▶ [EXERCISE REQUIREMENTS] Could you write out the records from the line with "Detect man's ear in this photo." to the line with "878, 194, 1064, 329", both ends included and requests kept, scaling every bounding-box coordinate in the answers by 1.65 and rounding each to a whole number, with halves rounded up? Leave the requests and their sample coordinates unchanged, and give only these lines.
====== INPUT DATA
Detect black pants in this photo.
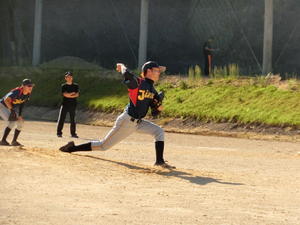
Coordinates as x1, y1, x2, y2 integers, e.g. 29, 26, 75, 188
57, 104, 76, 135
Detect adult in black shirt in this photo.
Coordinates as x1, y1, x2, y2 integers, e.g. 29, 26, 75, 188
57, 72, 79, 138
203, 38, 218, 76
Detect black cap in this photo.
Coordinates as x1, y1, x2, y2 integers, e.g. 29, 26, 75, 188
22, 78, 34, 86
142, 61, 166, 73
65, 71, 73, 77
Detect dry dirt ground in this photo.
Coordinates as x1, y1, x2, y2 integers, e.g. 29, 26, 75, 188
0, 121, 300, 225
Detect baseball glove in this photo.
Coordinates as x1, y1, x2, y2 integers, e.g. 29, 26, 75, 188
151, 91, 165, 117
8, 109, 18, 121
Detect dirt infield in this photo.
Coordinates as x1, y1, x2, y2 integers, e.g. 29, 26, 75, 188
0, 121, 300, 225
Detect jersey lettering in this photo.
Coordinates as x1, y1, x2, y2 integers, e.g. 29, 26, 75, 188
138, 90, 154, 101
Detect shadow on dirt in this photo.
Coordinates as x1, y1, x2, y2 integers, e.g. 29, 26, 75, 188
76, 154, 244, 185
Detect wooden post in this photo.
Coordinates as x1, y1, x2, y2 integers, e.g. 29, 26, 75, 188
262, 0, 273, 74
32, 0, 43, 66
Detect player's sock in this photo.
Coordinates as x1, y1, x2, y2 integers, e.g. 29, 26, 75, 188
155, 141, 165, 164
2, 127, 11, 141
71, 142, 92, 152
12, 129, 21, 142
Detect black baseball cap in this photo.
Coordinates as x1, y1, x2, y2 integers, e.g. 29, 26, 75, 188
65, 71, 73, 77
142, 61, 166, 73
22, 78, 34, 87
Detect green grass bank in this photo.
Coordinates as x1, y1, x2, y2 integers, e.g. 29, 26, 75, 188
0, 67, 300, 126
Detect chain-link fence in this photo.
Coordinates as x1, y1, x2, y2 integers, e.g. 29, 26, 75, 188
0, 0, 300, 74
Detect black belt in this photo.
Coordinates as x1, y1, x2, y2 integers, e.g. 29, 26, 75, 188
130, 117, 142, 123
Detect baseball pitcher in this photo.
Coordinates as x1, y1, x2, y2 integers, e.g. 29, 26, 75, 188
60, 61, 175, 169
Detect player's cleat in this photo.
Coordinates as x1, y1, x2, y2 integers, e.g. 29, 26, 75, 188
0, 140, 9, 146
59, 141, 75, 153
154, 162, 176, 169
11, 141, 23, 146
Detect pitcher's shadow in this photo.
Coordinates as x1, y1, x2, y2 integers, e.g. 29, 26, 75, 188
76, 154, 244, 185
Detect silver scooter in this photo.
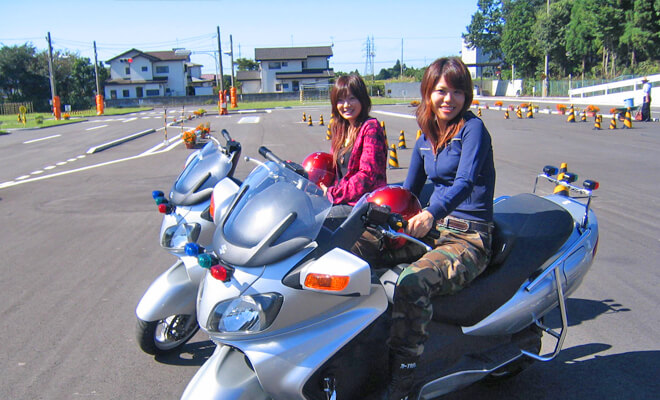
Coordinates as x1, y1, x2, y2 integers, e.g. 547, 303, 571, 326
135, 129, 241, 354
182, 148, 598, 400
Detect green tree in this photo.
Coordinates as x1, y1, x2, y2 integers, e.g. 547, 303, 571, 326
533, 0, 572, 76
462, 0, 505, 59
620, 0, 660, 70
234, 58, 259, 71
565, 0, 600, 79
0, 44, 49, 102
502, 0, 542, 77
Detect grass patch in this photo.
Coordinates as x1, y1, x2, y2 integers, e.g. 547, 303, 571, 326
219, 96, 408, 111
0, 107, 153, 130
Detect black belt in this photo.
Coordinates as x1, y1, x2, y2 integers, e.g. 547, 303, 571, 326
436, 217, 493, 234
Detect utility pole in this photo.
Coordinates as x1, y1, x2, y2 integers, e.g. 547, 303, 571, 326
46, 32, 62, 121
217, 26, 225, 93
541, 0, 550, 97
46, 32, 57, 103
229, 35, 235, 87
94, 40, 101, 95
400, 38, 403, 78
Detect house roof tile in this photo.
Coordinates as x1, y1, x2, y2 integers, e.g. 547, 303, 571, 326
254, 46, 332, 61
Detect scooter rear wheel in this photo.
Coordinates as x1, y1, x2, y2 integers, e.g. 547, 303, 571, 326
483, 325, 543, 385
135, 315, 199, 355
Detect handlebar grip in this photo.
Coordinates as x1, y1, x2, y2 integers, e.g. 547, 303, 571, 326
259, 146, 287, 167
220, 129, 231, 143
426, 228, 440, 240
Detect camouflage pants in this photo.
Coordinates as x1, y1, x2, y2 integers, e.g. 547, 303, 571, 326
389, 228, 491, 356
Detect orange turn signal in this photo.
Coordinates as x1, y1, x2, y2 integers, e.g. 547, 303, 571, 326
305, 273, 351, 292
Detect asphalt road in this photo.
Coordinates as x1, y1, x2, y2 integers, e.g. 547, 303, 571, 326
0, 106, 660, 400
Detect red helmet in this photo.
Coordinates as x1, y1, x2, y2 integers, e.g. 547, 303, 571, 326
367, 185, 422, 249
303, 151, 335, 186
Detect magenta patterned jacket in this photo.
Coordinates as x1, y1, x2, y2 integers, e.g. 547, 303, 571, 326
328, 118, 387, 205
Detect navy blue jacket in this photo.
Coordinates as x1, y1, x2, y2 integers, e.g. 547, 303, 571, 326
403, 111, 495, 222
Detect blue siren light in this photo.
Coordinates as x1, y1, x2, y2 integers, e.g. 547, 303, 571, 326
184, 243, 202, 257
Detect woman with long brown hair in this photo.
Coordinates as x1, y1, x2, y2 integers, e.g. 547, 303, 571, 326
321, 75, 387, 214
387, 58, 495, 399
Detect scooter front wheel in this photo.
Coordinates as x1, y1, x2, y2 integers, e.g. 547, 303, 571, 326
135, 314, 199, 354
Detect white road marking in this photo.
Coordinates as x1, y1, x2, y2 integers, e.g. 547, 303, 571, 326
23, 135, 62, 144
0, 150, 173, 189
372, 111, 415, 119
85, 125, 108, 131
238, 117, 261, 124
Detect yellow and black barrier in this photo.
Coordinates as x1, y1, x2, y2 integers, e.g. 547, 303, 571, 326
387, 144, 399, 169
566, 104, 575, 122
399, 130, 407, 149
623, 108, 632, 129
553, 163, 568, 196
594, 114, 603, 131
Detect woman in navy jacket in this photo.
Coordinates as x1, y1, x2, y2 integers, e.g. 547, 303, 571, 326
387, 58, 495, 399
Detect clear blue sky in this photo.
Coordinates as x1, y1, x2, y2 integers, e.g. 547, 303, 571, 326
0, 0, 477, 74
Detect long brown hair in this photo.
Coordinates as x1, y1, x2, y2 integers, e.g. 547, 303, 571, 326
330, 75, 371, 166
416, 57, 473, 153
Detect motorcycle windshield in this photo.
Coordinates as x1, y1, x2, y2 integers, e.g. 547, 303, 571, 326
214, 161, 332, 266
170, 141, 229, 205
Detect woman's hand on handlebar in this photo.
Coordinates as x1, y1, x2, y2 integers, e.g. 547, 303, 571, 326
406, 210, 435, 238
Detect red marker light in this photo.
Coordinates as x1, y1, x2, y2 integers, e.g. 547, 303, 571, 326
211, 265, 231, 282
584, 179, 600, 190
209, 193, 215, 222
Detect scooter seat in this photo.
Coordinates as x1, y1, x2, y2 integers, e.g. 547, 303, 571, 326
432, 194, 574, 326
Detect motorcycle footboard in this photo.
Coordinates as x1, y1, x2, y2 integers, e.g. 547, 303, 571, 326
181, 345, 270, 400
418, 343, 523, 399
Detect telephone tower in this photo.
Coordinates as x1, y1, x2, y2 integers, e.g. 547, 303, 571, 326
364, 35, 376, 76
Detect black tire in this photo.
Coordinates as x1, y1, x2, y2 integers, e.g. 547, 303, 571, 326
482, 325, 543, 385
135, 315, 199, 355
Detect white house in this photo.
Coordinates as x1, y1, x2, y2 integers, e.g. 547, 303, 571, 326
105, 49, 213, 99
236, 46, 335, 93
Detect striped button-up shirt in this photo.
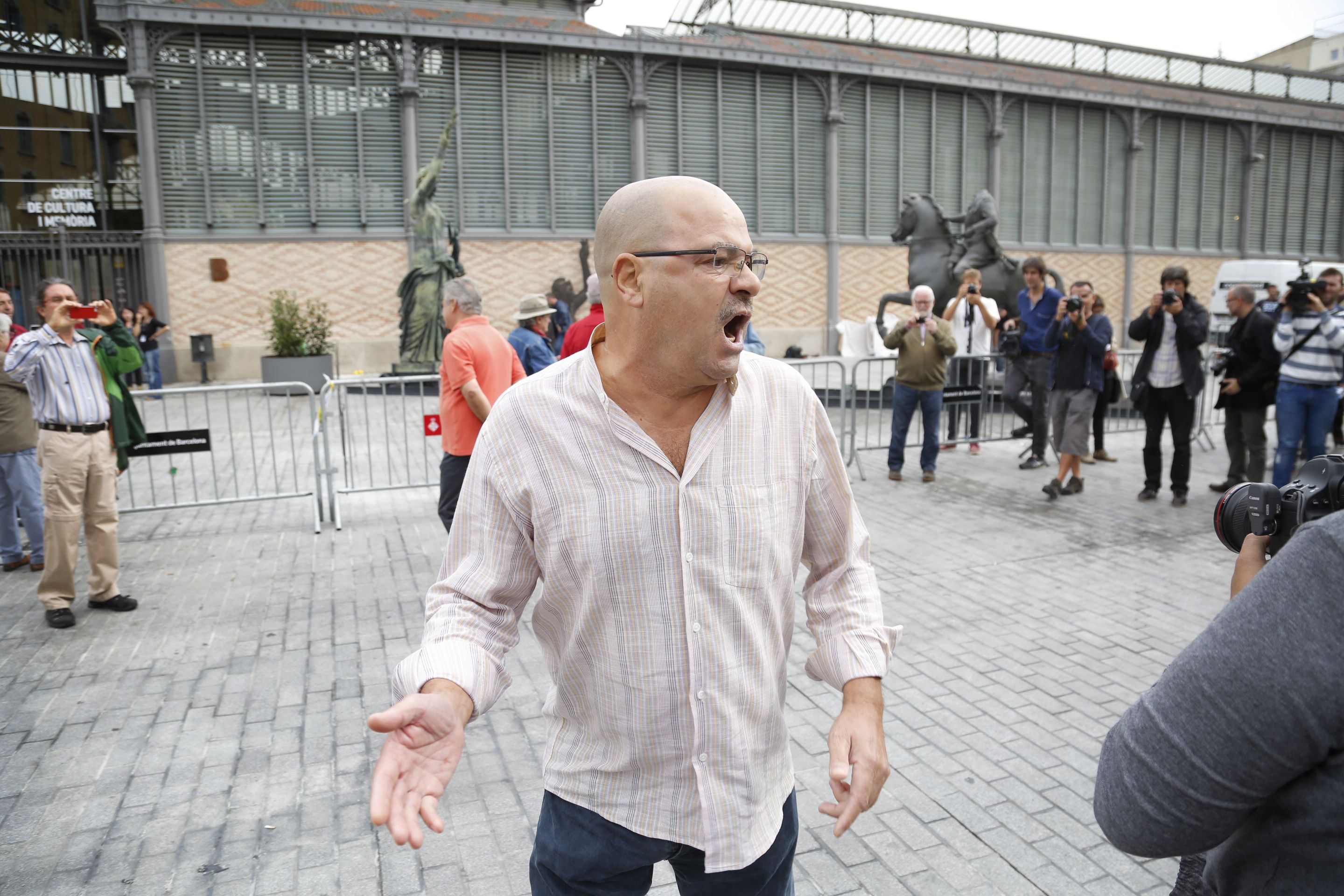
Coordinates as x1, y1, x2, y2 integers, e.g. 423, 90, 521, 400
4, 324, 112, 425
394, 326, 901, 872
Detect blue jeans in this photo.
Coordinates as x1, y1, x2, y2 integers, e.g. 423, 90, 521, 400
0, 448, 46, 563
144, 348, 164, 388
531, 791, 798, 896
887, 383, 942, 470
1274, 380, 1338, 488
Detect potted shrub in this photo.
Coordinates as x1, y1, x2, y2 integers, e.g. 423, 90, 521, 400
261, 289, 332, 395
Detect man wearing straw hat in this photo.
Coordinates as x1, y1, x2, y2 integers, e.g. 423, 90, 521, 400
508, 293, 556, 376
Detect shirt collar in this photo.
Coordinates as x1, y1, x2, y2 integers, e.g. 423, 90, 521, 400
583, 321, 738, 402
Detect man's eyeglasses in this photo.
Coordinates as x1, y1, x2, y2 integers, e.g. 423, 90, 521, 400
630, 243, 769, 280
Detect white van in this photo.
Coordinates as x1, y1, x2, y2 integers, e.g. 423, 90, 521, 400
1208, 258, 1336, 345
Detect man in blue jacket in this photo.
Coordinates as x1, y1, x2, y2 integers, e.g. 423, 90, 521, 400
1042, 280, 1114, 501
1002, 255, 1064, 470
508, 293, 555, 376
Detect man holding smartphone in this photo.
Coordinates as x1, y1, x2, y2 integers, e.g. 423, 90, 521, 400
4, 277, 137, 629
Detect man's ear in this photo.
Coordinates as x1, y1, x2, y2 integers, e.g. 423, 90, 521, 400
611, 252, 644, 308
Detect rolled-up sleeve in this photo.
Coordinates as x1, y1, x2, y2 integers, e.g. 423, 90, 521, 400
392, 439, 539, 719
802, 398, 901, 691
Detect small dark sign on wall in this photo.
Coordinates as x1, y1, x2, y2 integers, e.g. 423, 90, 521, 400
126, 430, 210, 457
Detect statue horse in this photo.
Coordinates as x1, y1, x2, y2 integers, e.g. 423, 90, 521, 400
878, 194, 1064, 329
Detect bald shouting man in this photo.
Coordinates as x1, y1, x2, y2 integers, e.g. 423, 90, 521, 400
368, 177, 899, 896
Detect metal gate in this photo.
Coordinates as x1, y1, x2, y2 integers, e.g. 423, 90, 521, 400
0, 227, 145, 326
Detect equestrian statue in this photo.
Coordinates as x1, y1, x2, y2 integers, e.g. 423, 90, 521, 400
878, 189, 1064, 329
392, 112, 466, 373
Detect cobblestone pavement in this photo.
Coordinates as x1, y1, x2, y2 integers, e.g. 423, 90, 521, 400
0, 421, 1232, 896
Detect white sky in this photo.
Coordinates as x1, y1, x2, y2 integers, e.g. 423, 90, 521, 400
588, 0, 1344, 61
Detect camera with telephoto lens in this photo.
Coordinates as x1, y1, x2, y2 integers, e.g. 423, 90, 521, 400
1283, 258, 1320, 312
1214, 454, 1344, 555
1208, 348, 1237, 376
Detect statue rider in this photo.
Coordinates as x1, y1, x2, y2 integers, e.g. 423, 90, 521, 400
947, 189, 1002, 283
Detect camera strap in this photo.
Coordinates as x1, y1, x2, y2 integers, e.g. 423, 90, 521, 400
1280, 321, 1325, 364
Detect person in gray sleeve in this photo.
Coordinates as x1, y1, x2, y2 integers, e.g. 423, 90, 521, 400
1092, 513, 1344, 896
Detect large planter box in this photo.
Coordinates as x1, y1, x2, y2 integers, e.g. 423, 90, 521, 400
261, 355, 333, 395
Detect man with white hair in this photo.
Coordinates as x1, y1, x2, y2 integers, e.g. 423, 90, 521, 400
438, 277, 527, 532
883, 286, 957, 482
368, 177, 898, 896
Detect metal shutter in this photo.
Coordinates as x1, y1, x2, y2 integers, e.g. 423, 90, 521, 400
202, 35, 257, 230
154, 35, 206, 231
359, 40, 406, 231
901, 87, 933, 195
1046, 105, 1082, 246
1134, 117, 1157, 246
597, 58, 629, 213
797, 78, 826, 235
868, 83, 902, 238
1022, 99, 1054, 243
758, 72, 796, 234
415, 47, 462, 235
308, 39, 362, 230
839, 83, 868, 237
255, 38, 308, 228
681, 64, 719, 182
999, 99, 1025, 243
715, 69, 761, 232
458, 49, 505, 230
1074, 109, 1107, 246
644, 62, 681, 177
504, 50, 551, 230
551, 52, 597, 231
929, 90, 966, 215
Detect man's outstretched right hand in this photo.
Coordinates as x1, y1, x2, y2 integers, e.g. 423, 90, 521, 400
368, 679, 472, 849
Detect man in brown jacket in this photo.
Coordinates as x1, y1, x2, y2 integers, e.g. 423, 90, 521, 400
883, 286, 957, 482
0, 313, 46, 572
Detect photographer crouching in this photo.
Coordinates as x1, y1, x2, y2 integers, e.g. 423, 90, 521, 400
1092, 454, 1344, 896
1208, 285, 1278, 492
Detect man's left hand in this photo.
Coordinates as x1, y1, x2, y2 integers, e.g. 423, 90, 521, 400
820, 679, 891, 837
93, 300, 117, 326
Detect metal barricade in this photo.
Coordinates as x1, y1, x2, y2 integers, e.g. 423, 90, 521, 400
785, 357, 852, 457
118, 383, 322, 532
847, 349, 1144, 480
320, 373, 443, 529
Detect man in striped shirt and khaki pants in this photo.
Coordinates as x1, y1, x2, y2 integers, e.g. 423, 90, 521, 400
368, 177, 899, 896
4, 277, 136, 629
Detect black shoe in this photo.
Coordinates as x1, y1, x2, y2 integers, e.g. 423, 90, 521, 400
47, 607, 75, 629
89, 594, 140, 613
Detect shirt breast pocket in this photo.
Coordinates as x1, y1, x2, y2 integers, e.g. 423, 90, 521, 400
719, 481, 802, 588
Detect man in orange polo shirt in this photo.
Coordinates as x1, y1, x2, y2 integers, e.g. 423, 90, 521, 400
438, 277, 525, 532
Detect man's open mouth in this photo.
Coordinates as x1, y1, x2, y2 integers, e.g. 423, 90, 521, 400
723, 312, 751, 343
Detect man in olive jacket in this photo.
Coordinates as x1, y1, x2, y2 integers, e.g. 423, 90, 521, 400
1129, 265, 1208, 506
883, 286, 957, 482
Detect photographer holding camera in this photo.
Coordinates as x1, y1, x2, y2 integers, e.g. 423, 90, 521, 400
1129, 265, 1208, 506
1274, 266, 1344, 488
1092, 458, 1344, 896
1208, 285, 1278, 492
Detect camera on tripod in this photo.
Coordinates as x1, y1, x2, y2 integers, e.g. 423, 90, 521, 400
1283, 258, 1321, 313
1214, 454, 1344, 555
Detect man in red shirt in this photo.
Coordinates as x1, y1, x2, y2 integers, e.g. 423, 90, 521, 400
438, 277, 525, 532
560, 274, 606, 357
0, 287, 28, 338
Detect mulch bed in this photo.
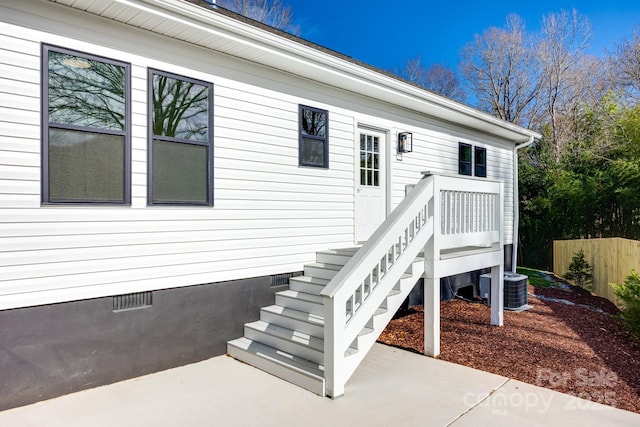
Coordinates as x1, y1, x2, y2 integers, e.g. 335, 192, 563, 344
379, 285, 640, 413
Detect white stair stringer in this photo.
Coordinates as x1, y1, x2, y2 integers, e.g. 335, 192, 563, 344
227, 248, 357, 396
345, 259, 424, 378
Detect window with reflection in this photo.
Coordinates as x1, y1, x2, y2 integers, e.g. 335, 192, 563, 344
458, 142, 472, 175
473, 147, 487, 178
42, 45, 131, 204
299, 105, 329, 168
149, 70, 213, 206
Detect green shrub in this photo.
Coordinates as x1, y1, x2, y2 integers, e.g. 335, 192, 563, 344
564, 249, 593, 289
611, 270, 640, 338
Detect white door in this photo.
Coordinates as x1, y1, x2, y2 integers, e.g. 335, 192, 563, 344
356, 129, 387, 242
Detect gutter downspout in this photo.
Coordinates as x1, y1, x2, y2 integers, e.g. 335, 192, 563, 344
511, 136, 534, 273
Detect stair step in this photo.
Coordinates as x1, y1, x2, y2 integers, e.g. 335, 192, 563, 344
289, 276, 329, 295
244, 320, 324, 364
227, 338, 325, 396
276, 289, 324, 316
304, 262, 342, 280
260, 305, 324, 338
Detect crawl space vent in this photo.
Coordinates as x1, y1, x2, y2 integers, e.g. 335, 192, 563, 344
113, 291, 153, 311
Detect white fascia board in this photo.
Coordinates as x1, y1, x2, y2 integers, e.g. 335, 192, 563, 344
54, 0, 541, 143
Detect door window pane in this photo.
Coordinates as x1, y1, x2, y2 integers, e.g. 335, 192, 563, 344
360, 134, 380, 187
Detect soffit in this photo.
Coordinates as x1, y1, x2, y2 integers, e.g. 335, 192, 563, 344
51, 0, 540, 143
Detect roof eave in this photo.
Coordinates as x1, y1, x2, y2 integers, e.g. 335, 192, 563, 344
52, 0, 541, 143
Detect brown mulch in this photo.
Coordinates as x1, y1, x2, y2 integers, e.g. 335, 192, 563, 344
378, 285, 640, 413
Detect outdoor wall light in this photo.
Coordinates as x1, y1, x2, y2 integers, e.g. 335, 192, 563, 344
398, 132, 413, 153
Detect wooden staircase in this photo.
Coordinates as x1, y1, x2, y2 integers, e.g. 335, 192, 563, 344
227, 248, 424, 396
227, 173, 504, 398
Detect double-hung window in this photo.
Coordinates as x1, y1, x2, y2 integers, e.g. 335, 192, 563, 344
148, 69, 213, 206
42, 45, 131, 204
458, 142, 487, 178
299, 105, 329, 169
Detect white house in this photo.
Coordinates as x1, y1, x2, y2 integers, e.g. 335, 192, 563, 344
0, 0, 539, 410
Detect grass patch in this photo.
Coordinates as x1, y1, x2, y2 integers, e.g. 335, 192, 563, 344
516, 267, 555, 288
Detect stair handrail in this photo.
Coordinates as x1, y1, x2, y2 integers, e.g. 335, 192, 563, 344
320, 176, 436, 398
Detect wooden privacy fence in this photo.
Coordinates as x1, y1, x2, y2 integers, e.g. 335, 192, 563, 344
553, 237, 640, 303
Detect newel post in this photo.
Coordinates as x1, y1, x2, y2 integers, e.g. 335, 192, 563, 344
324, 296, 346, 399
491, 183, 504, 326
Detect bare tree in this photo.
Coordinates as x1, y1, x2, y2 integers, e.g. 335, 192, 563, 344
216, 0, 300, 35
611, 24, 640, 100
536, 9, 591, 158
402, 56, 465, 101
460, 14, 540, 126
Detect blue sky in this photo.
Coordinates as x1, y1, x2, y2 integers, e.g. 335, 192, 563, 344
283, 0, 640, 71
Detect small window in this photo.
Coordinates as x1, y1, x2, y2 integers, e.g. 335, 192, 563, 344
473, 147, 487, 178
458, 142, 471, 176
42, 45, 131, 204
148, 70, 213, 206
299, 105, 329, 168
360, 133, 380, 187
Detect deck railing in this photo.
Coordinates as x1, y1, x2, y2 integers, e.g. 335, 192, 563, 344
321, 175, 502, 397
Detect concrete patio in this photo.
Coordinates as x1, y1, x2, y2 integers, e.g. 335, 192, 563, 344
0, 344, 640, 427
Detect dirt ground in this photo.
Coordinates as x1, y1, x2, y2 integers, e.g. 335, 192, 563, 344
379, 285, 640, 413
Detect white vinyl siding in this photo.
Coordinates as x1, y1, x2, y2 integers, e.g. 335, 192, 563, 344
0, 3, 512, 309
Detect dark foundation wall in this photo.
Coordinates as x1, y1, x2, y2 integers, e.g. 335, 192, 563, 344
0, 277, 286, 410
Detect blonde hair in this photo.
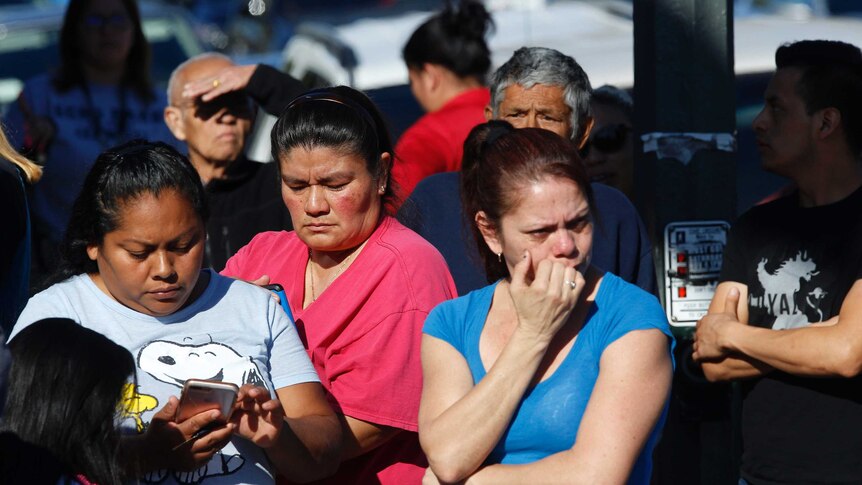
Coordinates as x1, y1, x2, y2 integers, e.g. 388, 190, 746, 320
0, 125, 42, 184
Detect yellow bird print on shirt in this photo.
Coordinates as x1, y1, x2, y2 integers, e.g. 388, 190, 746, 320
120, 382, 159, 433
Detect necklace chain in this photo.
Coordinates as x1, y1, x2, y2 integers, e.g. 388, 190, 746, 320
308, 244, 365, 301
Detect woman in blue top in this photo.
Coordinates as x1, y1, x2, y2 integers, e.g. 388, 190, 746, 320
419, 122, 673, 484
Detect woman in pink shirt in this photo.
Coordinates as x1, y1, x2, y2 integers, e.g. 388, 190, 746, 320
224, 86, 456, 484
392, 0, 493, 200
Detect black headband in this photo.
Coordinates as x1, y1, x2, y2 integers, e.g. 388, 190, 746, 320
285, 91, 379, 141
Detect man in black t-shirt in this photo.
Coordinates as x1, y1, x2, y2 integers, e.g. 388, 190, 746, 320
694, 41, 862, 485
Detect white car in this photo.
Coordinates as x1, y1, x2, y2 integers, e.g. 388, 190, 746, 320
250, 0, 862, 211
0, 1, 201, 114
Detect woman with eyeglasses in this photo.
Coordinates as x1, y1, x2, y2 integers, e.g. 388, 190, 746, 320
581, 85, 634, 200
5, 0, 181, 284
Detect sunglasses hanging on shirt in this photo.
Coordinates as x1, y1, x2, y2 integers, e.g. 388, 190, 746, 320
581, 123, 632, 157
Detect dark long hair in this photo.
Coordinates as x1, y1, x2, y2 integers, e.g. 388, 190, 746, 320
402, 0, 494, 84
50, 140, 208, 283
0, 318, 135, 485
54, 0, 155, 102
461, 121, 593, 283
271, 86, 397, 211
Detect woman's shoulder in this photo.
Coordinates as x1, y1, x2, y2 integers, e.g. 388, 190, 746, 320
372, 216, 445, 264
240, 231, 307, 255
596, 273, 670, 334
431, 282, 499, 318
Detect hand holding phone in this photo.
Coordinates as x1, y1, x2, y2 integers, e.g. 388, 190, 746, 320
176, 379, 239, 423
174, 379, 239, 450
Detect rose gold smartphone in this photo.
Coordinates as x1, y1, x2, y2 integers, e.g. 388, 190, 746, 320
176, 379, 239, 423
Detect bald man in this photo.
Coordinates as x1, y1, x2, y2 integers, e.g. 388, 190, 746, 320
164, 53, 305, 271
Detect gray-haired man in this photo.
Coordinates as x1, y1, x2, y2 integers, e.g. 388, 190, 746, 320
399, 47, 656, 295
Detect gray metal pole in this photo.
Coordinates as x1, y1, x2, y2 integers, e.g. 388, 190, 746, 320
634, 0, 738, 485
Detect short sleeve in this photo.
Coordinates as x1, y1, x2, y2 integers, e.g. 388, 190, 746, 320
============
▶ [OUTPUT FOR THIS EXERCISE]
Detect man's ear in this photo.
Coordinates as x1, y1, x2, y2 integers, e.g. 423, 90, 521, 400
1008, 416, 1063, 508
Detect rolled-up sleeve in this photo.
Coordinates as x1, y1, x2, y2 integers, e.g. 423, 90, 521, 400
647, 724, 889, 1186
1323, 657, 1487, 1140
Detect small dark sign on wall in this photo.
Coordinates as x1, y1, x2, y2 integers, e.g. 423, 90, 521, 400
208, 710, 347, 754
Detect statue horse in this photo.
Coordinates as x1, y1, x2, y2 integers, e.g. 423, 90, 521, 400
1449, 320, 1756, 543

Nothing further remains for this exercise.